Tímido, virtuose da humildade, não se
enganem: trazia no peito amoroso a convicção do seu trabalho, do talento e da originalidade.
Empunhava o bastião da cultura “para que não desabasse por falta de quem por
ele lutasse, pois olho grande é o que não falta”, e assim inventava De Um Tudo:
pintava, desenhava, escrevia, pesquisava, publicava, cercava-se de amigos,
admiradores e o escambau.
Contudo, costumava dizer que os artistas
visuais da maroceânica Fortaleza não o reconheciam como tal e por isso
preferia, por ora, escrever. Como assim não reconheciam? É “oito ou oitenta!”
Lembro-me de uma ocasião em que estava
no lançamento de uma revista nossa – não perdia eventos dos amigos – e soube da
presença da Ana Miranda. Acanhado, perguntou se eu poderia fotografá-lo com
ela. Chamei a Ana e o apresentei. Ela imediatamente disse que era sua leitora e
o nosso artista quase se desmanchou: “Deve ler uma vezinha ou outra...”, disse,
disfarçando a face encarnada com sorriso da criança que nunca deixou de ser.
Tive a sorte de conhecer e aprender muitas
coisas com o mestre combo-artista. Trabalhamos juntos em alguns projetos.
Gostava de estar a seu lado, pois, além de ouvir cambalhóticas histórias da sua
confidente e amante lourinha, sentia a segurança de falar, de rir, de ser eu
mesmo, e de ele gostar disso! Audifax nada nos pedia, nem queria. Sua alma já estava
de todo salpicada de riquezas invulgares.

DADOS
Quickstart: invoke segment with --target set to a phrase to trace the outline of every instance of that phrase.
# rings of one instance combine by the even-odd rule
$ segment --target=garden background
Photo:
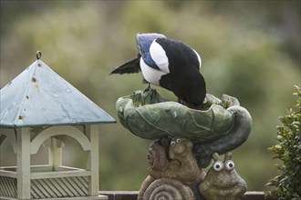
[[[250,112],[251,135],[233,159],[248,190],[267,190],[265,184],[278,173],[267,148],[275,144],[278,116],[296,103],[293,85],[301,83],[300,10],[300,1],[293,0],[1,0],[0,86],[40,50],[47,65],[118,119],[117,99],[147,86],[141,74],[109,75],[136,56],[136,34],[182,40],[201,55],[207,92],[235,96]],[[68,142],[64,165],[83,167],[85,152]],[[101,125],[99,189],[139,190],[147,176],[149,144],[119,122]],[[46,164],[47,155],[41,147],[32,165]],[[8,141],[0,148],[0,165],[16,165]]]

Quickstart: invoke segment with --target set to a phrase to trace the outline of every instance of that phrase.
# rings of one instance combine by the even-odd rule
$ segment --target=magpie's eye
[[[235,167],[235,165],[232,160],[227,160],[224,165],[226,166],[226,169],[229,171],[234,170]]]
[[[221,171],[223,168],[223,164],[221,161],[216,161],[216,162],[213,164],[213,169],[214,169],[216,172]]]

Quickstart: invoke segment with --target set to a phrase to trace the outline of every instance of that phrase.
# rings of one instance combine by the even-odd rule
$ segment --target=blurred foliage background
[[[296,102],[293,85],[301,82],[300,10],[300,1],[276,0],[1,0],[1,87],[40,50],[47,65],[117,119],[117,99],[146,87],[141,74],[109,75],[136,56],[135,35],[182,40],[201,55],[208,93],[235,96],[252,115],[252,133],[233,159],[248,190],[267,190],[277,170],[266,149],[275,144],[278,116]],[[68,140],[64,165],[84,167],[85,152]],[[138,190],[147,176],[149,144],[119,122],[101,125],[100,190]],[[15,165],[8,141],[0,150],[1,165]],[[32,165],[47,160],[44,147],[32,155]]]

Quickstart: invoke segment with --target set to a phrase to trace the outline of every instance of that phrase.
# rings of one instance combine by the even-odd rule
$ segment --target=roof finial
[[[36,59],[39,60],[42,56],[42,52],[37,51],[36,55]]]

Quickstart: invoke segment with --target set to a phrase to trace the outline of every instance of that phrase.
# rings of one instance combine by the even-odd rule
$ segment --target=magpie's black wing
[[[132,74],[139,73],[140,71],[140,58],[135,58],[128,63],[123,64],[122,65],[116,67],[111,71],[109,75],[112,74]]]
[[[164,75],[161,77],[159,80],[159,84],[161,87],[172,91],[172,85],[171,85],[171,74]]]

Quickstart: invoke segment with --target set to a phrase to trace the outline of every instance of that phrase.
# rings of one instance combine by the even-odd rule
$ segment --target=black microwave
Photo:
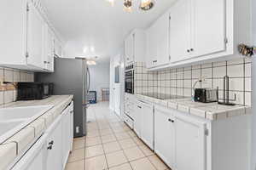
[[[44,99],[53,95],[54,84],[51,82],[18,82],[17,100]]]

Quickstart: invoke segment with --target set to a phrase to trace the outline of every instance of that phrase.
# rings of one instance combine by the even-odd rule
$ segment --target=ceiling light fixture
[[[107,1],[111,4],[112,7],[113,6],[114,0],[107,0]]]
[[[144,11],[151,9],[154,5],[154,0],[142,0],[139,8]]]
[[[87,60],[87,65],[96,65],[96,62],[95,60]]]
[[[132,3],[131,0],[125,0],[124,9],[126,12],[131,12]]]

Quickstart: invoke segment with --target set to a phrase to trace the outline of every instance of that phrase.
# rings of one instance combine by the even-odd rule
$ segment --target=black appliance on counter
[[[195,88],[194,100],[202,103],[218,101],[218,90],[215,88]]]
[[[125,67],[125,91],[134,94],[134,67],[133,65]]]
[[[18,82],[17,100],[44,99],[53,94],[54,84],[50,82]]]

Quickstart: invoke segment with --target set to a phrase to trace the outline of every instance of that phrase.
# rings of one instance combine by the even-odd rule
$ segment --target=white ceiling
[[[43,0],[43,3],[66,42],[67,57],[96,55],[103,62],[120,50],[132,29],[148,27],[175,1],[159,0],[152,10],[144,12],[138,9],[139,0],[133,0],[131,13],[124,11],[123,0],[115,0],[113,7],[106,0]]]

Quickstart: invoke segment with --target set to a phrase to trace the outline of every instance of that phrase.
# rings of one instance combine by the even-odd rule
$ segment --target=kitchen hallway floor
[[[108,102],[88,109],[88,134],[74,139],[66,170],[169,169],[113,111]]]

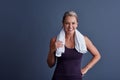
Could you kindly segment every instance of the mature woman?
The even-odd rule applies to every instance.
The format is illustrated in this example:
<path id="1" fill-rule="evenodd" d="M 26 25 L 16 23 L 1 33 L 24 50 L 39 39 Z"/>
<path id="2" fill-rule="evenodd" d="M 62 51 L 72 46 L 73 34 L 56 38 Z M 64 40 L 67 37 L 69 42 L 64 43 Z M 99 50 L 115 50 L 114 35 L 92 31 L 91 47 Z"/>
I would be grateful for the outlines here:
<path id="1" fill-rule="evenodd" d="M 49 67 L 57 64 L 52 80 L 82 80 L 82 75 L 99 61 L 100 53 L 91 40 L 77 30 L 78 16 L 74 11 L 65 12 L 62 23 L 63 29 L 50 41 L 47 58 Z M 81 68 L 82 55 L 87 51 L 93 57 Z"/>

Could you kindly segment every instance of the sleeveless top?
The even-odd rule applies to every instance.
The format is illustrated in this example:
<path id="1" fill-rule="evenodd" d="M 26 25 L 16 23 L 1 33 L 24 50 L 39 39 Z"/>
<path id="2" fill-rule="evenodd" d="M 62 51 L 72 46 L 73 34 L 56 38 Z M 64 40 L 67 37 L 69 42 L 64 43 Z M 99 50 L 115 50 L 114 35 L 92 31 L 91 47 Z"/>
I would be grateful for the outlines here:
<path id="1" fill-rule="evenodd" d="M 65 47 L 61 57 L 57 57 L 57 65 L 52 80 L 82 80 L 82 53 L 75 48 Z"/>

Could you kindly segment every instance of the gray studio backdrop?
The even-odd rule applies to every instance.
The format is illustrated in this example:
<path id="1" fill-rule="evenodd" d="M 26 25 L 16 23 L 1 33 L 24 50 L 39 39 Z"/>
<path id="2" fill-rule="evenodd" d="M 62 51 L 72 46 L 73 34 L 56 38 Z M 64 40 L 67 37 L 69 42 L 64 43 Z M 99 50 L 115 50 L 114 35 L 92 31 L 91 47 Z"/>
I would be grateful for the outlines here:
<path id="1" fill-rule="evenodd" d="M 77 12 L 78 29 L 102 55 L 83 80 L 120 80 L 120 0 L 1 0 L 0 80 L 51 80 L 49 41 L 67 10 Z"/>

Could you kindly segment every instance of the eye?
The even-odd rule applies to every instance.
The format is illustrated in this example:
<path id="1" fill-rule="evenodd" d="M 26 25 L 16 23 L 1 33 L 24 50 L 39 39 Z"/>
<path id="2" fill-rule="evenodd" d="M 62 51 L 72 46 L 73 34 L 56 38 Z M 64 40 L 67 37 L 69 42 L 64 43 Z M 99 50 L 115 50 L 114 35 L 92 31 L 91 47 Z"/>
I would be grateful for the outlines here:
<path id="1" fill-rule="evenodd" d="M 75 24 L 75 22 L 72 22 L 72 24 L 74 25 L 74 24 Z"/>

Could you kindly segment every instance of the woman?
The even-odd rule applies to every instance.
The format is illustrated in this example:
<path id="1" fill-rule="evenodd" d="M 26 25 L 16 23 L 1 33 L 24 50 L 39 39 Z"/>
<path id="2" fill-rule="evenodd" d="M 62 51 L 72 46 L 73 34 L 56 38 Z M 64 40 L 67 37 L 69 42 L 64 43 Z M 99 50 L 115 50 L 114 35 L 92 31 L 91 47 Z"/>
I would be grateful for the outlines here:
<path id="1" fill-rule="evenodd" d="M 50 68 L 57 62 L 52 80 L 82 80 L 82 75 L 86 74 L 100 60 L 100 53 L 90 39 L 87 36 L 83 36 L 85 47 L 93 57 L 88 64 L 81 68 L 81 58 L 84 53 L 79 52 L 75 48 L 77 45 L 75 38 L 75 32 L 78 27 L 77 14 L 74 11 L 65 12 L 62 23 L 65 42 L 57 40 L 57 37 L 53 37 L 50 41 L 50 50 L 47 58 Z M 57 56 L 56 51 L 59 48 L 63 48 L 65 51 L 63 50 L 64 52 Z"/>

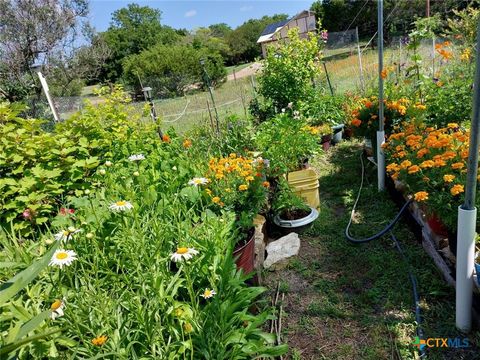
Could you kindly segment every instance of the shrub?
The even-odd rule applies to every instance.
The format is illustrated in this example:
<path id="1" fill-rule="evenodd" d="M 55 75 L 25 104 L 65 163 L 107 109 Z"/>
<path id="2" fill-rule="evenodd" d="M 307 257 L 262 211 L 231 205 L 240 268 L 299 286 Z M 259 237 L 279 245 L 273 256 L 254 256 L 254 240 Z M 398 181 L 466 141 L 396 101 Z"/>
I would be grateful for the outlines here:
<path id="1" fill-rule="evenodd" d="M 299 170 L 303 162 L 318 150 L 318 131 L 289 112 L 262 123 L 255 142 L 263 158 L 270 161 L 269 176 L 278 177 Z"/>

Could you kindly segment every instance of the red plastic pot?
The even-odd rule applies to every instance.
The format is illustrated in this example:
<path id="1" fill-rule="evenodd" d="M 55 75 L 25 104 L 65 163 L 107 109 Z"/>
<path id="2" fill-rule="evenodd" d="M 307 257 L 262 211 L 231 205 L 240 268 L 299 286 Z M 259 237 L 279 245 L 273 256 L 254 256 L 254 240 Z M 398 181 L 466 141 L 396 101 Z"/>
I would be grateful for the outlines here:
<path id="1" fill-rule="evenodd" d="M 248 234 L 250 236 L 249 240 L 233 251 L 235 264 L 237 264 L 238 269 L 243 270 L 244 274 L 250 274 L 255 264 L 255 228 L 252 228 Z"/>
<path id="2" fill-rule="evenodd" d="M 440 236 L 448 236 L 447 228 L 442 223 L 442 220 L 440 220 L 435 214 L 430 215 L 427 218 L 427 224 L 435 234 Z"/>

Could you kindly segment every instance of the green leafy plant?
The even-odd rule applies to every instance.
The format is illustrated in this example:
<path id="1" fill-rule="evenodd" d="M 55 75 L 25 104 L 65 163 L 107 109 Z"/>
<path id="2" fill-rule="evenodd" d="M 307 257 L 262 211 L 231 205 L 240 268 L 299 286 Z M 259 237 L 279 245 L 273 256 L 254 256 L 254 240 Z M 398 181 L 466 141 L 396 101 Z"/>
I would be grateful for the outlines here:
<path id="1" fill-rule="evenodd" d="M 297 28 L 288 32 L 288 40 L 267 48 L 259 94 L 272 102 L 277 112 L 308 97 L 313 81 L 320 73 L 321 45 L 319 36 L 308 33 L 301 39 Z"/>
<path id="2" fill-rule="evenodd" d="M 319 151 L 318 131 L 289 113 L 277 115 L 258 127 L 255 142 L 262 157 L 270 161 L 269 176 L 300 170 L 309 156 Z"/>
<path id="3" fill-rule="evenodd" d="M 309 209 L 303 199 L 293 192 L 288 182 L 281 178 L 273 195 L 272 211 L 284 219 L 294 219 L 294 212 L 309 211 Z"/>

SUAS TAREFAS
1: No trecho sobre Audifax, o que Ana Miranda disse a ele quando foi apresentada no lançamento da revista?
2: Segundo o trecho sobre Audifax, por que ele preferia, por ora, escrever?
3: Retome o trecho sobre Audifax logo após a última frase.

RESPOSTAS ÀS TAREFAS
1: Disse que era sua leitora.

2: Ele costumava dizer que os artistas visuais de Fortaleza não o reconheciam como tal. Por isso preferia, por ora, escrever.

3:
Certo dia, um gaiato ao ler a crônica que
escrevi em que Audifax era o protagonista, disse-lhe: “O Raymundo Netto falou
mal de você no jornal!” Ele, por sua vez, com sua voz pachorrenta, tascou:
“Cara, o Raymundo é meu amigo, pode falar mal de mim. Os inimigos é que eu não
deixo!”
No mais a mais, recebia seus telefonemas
ou o acolhia na recepção do O POVO. No
meio da conversa, leitor dos cronistas da casa, lançava uma graçola no ar. Às
vezes eu “voava”. Ele, percebendo, me chamava a atenção: “Cara, está na tua
crônica dessa semana...” E ria-se. Daí, eu retornava falando sobre a sua, a das
sextas, de palavreado sertanejo, meio moleque, narrativa gostosa e irônica, de
riso, fé e dor, nas quais conseguia o milagre de trazer à vida e à humanidade
personagens que se foram há tempos e que, para mim, até então, tinham ares de
estátuas frias.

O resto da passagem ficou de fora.